WHAT YOU NEED TO DO
Every line from the one with "For every instance of the herd" to the end of the entries, both included, is to be copied exactly; the other lines stay out.

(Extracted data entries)
**********

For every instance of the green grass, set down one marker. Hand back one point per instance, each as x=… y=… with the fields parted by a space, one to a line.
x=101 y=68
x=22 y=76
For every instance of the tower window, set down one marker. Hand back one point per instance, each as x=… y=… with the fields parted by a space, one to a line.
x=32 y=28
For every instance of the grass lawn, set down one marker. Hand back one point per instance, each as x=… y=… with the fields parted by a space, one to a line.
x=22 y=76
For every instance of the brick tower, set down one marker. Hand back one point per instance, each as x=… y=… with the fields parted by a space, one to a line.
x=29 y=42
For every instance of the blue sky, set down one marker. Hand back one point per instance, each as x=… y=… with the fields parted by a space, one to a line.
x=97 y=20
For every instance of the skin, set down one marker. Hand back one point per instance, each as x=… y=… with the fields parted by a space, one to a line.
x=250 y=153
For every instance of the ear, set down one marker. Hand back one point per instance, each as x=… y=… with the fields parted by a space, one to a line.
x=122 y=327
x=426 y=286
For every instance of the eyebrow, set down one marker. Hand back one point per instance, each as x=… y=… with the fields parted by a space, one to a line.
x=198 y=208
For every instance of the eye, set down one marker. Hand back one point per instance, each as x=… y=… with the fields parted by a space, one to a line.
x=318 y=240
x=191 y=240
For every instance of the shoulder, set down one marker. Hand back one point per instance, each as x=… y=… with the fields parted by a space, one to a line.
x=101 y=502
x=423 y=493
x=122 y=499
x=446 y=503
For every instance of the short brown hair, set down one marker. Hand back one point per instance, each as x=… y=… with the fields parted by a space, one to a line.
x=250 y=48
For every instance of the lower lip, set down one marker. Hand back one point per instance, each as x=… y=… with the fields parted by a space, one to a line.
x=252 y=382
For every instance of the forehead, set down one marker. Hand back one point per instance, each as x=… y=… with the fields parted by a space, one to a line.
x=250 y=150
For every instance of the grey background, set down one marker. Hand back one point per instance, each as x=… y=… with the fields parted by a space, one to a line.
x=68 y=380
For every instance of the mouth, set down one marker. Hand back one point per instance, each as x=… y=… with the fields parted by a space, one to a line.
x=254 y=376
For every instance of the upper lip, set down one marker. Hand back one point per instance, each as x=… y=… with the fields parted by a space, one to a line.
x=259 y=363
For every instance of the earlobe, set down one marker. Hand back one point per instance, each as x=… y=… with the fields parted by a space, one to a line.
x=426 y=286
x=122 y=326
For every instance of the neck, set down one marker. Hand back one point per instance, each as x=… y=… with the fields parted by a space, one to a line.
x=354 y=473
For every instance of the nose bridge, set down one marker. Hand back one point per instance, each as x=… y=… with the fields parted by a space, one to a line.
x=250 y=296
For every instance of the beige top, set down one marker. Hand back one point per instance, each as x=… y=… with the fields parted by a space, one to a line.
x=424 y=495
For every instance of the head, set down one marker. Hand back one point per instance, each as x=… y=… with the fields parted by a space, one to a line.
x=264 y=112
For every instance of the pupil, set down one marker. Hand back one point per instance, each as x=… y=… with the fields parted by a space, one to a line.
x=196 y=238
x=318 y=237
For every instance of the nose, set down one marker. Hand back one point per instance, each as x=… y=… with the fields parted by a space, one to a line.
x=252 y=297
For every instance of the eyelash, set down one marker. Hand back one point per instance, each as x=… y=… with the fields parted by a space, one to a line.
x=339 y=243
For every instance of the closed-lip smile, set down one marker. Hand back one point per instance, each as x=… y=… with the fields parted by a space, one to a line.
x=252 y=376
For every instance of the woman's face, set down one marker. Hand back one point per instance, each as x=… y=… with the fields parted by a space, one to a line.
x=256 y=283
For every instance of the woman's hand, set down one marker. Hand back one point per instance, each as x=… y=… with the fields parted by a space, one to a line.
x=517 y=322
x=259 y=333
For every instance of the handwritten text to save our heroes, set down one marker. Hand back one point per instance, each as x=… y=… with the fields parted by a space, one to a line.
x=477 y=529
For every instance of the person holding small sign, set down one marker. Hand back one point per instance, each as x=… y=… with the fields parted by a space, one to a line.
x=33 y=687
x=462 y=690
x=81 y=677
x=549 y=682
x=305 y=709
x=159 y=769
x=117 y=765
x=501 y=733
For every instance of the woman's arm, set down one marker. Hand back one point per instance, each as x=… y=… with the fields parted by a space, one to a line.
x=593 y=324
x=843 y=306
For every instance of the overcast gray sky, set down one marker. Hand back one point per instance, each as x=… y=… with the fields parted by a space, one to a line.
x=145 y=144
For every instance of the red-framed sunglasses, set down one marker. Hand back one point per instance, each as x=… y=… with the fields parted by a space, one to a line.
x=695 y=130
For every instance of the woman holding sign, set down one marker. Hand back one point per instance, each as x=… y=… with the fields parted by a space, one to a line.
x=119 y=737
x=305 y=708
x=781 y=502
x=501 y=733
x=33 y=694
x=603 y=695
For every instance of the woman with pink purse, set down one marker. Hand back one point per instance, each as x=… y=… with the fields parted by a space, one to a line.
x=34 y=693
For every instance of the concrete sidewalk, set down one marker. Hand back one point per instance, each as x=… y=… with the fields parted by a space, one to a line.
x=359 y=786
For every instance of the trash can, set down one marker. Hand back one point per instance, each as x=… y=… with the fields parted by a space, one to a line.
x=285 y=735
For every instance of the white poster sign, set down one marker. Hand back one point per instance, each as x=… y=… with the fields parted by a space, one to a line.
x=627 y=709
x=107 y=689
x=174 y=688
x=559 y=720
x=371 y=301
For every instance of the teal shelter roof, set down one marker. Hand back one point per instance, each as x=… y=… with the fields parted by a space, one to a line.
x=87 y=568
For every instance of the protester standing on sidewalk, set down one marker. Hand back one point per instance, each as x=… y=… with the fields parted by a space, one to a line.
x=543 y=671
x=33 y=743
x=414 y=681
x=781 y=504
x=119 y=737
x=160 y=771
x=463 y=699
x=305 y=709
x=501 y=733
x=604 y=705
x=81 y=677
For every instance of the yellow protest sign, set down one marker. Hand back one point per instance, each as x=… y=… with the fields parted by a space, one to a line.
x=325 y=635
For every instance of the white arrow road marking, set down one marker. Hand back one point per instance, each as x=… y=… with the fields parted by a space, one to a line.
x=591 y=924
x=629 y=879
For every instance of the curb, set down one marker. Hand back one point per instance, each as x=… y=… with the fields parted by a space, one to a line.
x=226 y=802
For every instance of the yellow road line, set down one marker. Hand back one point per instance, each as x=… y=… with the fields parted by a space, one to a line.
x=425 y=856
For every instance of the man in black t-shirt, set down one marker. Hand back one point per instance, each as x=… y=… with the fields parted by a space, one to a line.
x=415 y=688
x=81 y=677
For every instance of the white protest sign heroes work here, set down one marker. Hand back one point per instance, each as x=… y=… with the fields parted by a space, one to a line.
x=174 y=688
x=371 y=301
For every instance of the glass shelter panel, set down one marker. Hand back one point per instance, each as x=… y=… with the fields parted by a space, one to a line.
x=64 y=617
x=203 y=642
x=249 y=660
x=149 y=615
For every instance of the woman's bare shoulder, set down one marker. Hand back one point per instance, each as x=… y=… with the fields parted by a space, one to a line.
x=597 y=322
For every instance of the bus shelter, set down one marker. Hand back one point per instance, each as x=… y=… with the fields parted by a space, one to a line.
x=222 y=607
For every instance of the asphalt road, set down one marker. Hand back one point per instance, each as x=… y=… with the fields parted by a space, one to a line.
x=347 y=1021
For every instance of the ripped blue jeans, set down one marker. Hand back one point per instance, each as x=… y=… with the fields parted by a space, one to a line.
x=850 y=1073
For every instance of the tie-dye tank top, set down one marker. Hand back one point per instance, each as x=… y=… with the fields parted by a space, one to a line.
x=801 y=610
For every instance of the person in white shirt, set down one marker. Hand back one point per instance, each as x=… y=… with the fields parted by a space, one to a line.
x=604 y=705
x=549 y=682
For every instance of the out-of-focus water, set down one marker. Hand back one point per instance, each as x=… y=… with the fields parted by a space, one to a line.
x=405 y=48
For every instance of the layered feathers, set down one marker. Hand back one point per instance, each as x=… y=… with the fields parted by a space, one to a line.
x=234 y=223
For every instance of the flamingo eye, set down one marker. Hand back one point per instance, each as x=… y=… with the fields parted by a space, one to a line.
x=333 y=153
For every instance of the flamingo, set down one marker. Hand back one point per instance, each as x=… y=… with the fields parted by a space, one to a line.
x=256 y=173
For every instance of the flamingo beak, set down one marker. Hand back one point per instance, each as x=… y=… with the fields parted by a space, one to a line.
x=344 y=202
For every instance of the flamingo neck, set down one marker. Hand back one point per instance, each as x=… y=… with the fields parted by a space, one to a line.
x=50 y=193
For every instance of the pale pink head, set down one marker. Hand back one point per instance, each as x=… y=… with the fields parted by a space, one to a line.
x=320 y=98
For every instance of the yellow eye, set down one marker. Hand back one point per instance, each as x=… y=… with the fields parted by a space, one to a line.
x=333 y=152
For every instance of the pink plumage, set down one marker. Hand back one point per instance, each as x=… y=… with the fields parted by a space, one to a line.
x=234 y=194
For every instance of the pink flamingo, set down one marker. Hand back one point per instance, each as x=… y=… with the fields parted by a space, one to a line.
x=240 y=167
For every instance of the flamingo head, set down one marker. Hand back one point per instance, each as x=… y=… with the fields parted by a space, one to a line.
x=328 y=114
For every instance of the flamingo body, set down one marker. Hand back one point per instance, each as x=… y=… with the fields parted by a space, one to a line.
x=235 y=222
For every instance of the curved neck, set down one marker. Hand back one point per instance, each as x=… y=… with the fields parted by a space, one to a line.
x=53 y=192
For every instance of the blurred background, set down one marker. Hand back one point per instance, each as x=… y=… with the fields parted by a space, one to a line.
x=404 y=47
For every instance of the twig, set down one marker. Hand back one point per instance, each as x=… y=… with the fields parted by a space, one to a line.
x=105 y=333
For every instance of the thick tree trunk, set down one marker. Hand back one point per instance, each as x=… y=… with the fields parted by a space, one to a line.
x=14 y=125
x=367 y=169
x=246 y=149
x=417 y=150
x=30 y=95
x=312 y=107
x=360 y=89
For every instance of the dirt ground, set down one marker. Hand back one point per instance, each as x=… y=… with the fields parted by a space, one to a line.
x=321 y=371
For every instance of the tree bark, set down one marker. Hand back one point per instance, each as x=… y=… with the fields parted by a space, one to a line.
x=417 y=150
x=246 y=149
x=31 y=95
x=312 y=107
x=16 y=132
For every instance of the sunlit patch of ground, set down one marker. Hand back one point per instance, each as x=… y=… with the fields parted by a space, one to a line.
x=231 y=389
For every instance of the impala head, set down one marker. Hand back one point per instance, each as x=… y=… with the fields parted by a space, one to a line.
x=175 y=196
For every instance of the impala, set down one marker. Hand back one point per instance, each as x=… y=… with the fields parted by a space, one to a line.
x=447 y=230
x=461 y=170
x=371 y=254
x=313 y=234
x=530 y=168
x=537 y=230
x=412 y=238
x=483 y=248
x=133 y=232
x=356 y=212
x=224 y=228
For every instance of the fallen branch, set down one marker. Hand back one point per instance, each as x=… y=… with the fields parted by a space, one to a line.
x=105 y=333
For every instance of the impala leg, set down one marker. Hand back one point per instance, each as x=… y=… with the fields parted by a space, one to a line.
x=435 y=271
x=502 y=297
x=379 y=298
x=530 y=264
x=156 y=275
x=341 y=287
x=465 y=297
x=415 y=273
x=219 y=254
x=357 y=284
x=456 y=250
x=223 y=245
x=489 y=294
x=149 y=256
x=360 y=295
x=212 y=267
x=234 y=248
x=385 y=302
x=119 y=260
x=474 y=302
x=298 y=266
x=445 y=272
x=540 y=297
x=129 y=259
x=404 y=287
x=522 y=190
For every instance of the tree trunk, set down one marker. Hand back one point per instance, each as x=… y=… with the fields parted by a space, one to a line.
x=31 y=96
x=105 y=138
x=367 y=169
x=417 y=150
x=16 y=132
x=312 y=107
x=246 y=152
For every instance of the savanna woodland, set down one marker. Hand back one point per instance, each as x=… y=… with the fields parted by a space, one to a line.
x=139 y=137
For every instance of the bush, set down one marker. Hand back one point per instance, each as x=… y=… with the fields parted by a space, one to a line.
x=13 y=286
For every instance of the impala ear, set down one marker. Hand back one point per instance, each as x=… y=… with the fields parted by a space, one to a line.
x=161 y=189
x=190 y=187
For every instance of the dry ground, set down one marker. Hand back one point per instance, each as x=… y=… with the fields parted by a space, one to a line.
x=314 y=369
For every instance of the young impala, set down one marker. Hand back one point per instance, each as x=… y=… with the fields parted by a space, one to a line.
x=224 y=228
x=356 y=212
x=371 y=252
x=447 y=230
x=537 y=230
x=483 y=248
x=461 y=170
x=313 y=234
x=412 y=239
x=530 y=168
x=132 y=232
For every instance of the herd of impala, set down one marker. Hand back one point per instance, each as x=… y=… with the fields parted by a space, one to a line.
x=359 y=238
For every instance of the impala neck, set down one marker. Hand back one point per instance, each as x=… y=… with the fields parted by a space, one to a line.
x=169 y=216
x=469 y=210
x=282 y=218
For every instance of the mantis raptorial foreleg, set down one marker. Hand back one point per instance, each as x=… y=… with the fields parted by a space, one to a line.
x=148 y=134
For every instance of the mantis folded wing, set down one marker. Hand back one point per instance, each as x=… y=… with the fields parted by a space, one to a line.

**********

SOLVED EXERCISE
For every instance of the herd of impala, set down one marker. Hand back one point per instance, each as x=… y=… with the fields parted by a space, one to a line.
x=359 y=238
For every instance of the impala neck, set down one marker. Hand back one point per instance, each as x=… y=… with the fields parted by a space, one to a line.
x=169 y=216
x=469 y=210
x=282 y=218
For every instance of the mantis raptorial foreleg, set down one marker. Hand back one point per instance, each as x=… y=… with the fields parted by a space, one to a line.
x=148 y=134
For every instance of the mantis folded wing, set down one marker. Hand back one point per instance, each as x=… y=… with the fields parted by a space, one to a line.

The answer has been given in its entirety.